**EXERCISE SET**.
1. Using the stock and Forex text, explain why traders often avoid trading exotic pairs.
2. Rewrite the stock and Forex text from "For example EUR/USD, USD/JPY, AUD/USD" to "as exotic currencies.", replacing "US dollar" with "American dollar".
3. For each statement, answer yes or no according to the stock and Forex text, and quote the words that decide it. (a) Preferred stockholders have the right to vote. (b) The stock market is centralized. (c) A minor Forex pair contains the US dollar.

**SUPPLIED TEXT**.
Common stock is widely accepted throughout the stock market. Stock represents the ownership of a company.
So, stockholders collect their profits with the help of dividends. You will find the price of the stock through online, newspapers, and other financial publications.
Common stockholders have voting rights.
In the common stock, the profit may or may not be distributed through the dividend to the traders.
Moreover, common stock is riskier than preferred stock.
The majority of stocks are issued by the terms of common stock.
Preferred stockholders have no rights to vote, but they have some level of ownership of a company.
Traders can consider the preferred stock as a bond.
On the other hand, the dividend portion is higher than common stocks.
For this type of stockholders, the dividend amount is fixed. Before paying the common stockholders, it is mandatory to pay preferred stockholders.
The main advantage is that the company can re-purchase stock from the preferred stockholders.
Apart from these, the company can issue different classes of stocks to raise voting power.
Different classes of stocks offer different voting rights. You will find many companies, which prefer dual-class systems to get profit along with a high vote.
Forex Vs Stocks Market - Types Of Forex Or Currency Pairs
Mainly, currencies are traded on Forex. So, in the Forex market, traders perform trade with the help of currency pairs.
In the Forex market, traders will deal with two currencies at the same time; Base currency and Quoted currency.
There are three types of Forex currencies:
- Major Currency
- Minor or Cross-Currency
- Exotic Currency
We will describe all types of Forex currencies one by one below.
In the currency market, major pairs are traded frequently.
The amount of spread is the lowest.
These currency pairs are more liquid than other pairs.
More than 85% of the trading transaction takes place with the major Forex pairs.
Major pairs hold the world’s leading currencies that are traded the most.
For example EUR/USD, USD/JPY, AUD/USD etc.
The other name of the minor Forex pair is a cross currency pair. This pair does not contain the US dollar. Those pairs that are comprised of EUR, yen or British pound are widely traded into the Forex market.
The most-traded minor currency pairs are- EUR/GBP, EUR/CHF, EUR/CAD, GBP/JPY etc.
Exotic pairs are mainly a mixture of one major and one exotic currency.
Developing counties currencies are considered as exotic currencies.
The spread is also high for exotic pairs.
Due to the high transaction cost, traders as often avoid trading exotic pairs.
Example: EUR/TRY, USD/HKD, etc.
Trading Hours of Forex And Stock Market
You can trade Forex 24 hours from Monday to Thursday. The trading market is not centralized.
Forex market open time depends on the trading zone or session.
There are four major trading sessions. These are:
- Sydney Sessions
- Tokyo Sessions
- London Sessions
- NY Sessions
You can find detailed information on trading hours in our Forex trading hours and timing article.
In stock trading, you can only invest in the stock market when the stock exchange is open.
Remember, the stock market is centralized.
Stock market open time for NASDAQ and NYSE are at 9:30 AM EST and close at 4:00 PM EST.
Pre-market trading starts from 4.00 AM to 9:30 AM EST and in the after hours the market starts from 4.00 PM to 8:00 PM EST.

**INFORMATION GIVEN**.
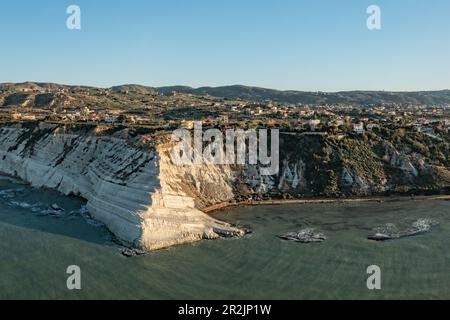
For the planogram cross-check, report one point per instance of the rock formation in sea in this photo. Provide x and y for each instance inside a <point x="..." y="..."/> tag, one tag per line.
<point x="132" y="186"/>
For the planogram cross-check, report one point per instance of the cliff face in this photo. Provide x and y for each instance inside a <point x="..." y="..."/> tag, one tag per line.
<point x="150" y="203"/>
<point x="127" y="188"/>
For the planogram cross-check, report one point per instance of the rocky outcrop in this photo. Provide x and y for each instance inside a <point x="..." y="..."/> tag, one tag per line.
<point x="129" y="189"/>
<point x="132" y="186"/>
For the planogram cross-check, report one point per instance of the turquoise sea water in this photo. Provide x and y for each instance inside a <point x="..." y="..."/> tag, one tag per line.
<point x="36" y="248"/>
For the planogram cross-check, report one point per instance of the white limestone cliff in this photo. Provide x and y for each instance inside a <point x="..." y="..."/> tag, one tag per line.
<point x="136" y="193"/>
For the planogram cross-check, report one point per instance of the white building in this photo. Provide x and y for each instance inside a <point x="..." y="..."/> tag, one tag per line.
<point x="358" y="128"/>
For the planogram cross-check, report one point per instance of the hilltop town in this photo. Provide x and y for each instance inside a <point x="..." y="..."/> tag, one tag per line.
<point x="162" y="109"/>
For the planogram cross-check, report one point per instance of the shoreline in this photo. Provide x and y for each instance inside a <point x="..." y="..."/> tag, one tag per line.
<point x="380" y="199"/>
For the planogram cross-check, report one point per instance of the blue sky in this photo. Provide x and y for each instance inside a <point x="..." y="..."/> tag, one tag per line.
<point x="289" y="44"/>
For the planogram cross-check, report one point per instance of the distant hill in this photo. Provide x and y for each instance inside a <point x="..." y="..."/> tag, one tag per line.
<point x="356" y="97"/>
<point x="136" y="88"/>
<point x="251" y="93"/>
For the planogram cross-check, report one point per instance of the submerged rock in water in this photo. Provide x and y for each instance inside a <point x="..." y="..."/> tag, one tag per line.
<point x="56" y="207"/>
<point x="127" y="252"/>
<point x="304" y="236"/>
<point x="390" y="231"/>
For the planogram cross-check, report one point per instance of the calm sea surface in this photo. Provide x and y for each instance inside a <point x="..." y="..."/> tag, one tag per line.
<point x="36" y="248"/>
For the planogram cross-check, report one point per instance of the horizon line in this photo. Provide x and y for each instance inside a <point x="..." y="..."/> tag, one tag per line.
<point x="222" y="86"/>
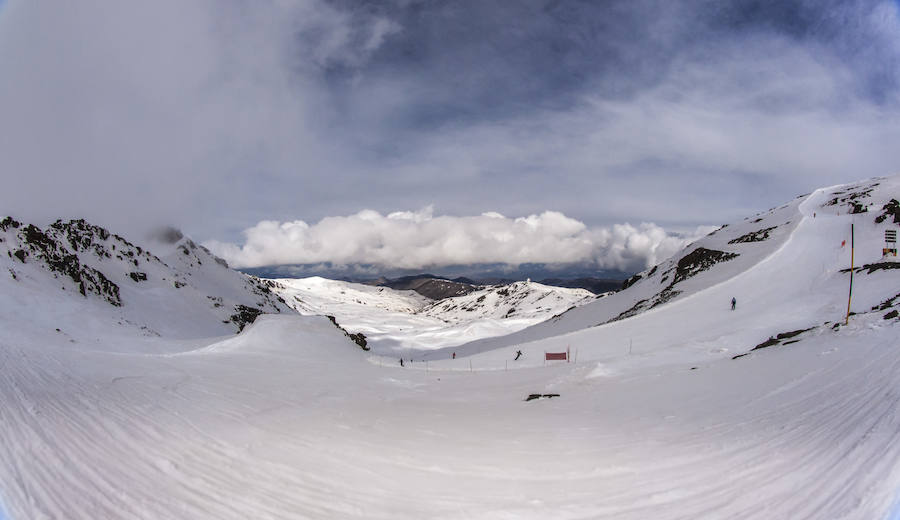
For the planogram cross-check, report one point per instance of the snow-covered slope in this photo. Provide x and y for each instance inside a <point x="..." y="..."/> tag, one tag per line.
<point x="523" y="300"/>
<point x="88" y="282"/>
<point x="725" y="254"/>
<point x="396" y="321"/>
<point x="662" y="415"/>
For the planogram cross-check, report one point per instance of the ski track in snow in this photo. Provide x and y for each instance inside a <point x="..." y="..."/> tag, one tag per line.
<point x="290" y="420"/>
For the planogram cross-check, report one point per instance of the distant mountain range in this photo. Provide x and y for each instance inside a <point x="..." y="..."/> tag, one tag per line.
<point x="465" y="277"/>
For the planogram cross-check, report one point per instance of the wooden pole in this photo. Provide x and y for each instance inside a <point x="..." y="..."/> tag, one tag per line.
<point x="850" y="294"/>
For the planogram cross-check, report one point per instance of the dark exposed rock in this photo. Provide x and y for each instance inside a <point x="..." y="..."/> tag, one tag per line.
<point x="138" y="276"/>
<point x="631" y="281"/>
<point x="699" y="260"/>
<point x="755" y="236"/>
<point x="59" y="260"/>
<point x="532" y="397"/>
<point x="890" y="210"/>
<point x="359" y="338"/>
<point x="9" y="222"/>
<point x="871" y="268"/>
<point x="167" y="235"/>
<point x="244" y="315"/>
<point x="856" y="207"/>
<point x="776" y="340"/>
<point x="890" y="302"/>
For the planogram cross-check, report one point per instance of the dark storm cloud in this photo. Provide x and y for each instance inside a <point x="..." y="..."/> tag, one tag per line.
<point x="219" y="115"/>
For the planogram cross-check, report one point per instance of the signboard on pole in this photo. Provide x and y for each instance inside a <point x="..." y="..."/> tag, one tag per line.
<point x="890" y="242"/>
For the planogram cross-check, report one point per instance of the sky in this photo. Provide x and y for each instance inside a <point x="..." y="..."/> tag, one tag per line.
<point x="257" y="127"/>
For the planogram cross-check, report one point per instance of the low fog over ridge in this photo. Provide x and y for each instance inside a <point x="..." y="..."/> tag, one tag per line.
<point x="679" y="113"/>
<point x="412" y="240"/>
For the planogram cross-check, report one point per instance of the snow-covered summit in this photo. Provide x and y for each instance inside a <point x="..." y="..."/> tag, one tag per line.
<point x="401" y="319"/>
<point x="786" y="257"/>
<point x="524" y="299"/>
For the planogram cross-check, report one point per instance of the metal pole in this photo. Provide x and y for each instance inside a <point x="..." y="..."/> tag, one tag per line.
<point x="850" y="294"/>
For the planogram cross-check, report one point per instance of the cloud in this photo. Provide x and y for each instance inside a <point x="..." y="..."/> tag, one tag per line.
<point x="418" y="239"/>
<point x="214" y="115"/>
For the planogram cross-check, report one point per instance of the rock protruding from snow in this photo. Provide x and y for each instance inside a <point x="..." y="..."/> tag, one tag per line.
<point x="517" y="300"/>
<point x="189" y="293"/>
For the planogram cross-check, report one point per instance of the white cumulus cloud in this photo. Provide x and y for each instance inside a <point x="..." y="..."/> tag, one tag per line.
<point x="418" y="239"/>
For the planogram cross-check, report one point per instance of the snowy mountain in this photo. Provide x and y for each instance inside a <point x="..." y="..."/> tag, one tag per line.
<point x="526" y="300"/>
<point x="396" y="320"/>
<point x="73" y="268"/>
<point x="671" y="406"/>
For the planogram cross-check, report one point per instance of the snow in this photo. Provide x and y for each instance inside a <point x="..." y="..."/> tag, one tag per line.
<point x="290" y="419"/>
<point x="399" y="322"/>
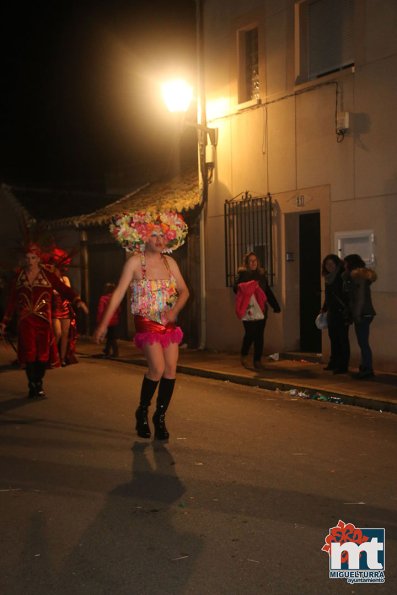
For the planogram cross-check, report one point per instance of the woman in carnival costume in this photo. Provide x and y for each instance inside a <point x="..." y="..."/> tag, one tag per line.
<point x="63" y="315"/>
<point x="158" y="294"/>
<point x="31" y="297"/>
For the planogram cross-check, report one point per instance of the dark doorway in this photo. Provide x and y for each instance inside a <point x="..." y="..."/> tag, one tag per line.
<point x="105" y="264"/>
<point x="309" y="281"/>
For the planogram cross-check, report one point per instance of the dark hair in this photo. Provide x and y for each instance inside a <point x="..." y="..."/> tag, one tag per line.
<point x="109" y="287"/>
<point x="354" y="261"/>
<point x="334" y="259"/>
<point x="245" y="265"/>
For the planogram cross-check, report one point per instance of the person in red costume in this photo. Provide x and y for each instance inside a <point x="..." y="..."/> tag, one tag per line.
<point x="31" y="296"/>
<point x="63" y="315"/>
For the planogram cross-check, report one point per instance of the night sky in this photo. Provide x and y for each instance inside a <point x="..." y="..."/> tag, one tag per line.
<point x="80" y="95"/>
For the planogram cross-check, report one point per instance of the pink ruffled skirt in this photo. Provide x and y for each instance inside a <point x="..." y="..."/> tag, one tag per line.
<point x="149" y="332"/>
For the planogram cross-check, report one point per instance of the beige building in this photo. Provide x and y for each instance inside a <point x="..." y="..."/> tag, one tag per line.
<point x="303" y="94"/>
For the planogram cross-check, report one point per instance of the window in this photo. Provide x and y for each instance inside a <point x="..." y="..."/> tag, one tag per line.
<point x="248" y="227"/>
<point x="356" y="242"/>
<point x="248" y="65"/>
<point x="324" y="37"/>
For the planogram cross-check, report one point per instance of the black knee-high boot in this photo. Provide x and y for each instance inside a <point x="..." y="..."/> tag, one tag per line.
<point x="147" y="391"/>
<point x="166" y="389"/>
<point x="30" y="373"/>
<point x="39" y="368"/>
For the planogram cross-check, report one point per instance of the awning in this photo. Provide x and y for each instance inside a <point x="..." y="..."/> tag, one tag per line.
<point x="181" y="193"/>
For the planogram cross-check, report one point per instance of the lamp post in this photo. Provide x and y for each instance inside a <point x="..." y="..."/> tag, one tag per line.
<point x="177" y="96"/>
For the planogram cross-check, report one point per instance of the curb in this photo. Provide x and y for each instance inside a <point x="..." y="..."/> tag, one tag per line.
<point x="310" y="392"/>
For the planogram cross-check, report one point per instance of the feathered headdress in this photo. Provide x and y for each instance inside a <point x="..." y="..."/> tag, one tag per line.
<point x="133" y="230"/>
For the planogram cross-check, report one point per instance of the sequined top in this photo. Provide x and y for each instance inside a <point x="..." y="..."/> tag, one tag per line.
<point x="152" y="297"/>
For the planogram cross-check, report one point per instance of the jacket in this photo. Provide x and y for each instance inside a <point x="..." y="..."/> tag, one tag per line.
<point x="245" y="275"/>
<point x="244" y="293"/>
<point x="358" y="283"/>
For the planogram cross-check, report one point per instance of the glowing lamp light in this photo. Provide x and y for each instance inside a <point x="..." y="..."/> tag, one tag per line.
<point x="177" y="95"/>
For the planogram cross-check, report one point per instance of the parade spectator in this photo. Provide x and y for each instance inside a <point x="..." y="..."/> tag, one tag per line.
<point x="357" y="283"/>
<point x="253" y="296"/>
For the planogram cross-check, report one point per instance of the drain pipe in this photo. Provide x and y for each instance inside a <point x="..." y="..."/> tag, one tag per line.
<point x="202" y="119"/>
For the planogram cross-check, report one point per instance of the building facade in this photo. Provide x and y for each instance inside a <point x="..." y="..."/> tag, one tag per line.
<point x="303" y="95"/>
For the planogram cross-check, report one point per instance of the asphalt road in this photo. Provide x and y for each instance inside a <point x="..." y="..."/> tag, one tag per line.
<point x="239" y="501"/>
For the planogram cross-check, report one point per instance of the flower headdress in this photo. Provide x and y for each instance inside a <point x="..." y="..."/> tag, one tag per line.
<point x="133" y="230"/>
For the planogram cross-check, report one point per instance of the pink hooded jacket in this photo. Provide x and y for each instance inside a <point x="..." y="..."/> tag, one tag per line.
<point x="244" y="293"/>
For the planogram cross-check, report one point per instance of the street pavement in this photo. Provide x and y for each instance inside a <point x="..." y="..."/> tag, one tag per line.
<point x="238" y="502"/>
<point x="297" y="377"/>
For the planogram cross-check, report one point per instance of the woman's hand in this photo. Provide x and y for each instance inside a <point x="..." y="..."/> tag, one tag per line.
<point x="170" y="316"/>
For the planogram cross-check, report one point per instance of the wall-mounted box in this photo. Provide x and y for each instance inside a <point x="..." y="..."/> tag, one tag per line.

**THE REPLIES**.
1. Traders often avoid exotic pairs because of their high transaction cost, and the spread for these pairs is also high.

2.
For example EUR/USD, USD/JPY, AUD/USD etc.
The other name of the minor Forex pair is a cross currency pair. This pair does not contain the American dollar. Those pairs that are comprised of EUR, yen or British pound are widely traded into the Forex market.
The most-traded minor currency pairs are- EUR/GBP, EUR/CHF, EUR/CAD, GBP/JPY etc.
Exotic pairs are mainly a mixture of one major and one exotic currency.
Developing counties currencies are considered as exotic currencies.

3.
(a) No: "Preferred stockholders have no rights to vote"
(b) Yes: "Remember, the stock market is centralized."
(c) No: "This pair does not contain the US dollar."